▶ DATA TO USE
══════════

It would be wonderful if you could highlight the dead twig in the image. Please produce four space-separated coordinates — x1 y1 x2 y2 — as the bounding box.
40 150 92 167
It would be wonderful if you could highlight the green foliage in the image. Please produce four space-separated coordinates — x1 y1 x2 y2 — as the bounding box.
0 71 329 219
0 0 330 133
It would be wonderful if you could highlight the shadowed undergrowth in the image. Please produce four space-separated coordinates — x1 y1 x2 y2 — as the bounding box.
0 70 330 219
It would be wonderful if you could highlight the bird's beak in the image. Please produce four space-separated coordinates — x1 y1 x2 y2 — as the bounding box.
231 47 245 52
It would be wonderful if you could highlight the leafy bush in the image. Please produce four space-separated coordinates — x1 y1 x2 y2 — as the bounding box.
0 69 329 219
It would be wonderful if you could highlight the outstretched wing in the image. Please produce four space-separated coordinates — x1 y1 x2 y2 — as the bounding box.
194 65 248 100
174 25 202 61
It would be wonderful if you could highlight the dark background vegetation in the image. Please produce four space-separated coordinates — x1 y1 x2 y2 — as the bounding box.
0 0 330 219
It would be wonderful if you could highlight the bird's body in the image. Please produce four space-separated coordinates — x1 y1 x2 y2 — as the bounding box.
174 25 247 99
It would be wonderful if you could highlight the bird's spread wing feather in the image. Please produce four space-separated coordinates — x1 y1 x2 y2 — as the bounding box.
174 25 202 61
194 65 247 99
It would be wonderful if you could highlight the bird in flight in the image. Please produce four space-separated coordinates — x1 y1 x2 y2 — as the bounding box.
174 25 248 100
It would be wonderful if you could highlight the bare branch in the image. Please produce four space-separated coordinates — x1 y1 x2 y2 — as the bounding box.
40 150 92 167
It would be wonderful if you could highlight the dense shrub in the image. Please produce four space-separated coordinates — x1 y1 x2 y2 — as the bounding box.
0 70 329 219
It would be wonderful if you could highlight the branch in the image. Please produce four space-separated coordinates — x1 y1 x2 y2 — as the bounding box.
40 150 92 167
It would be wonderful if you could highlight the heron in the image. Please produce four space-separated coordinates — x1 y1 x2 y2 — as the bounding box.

══════════

▶ WHAT YOU NEED TO DO
Update the material from its start through the line containing "0 70 330 219", replacing "dead twig" with "fallen stick" and leaving everything else unchanged.

▶ RESULT FOR THIS TASK
It would be wonderful if you could highlight the fallen stick in the image. Please produce four space-separated coordinates — x1 y1 x2 y2 — as the bounding box.
40 150 92 167
It would be wonderful if you could highlight the green foliage in the image. Please produce four space-separated coordinates — x1 y1 x2 y2 — as the bounding box.
0 71 329 219
0 0 330 133
It would be wonderful if you could highlight the shadowed undergrowth in the image. Please produce four space-separated coordinates — x1 y1 x2 y2 — as the bounding box.
0 70 330 219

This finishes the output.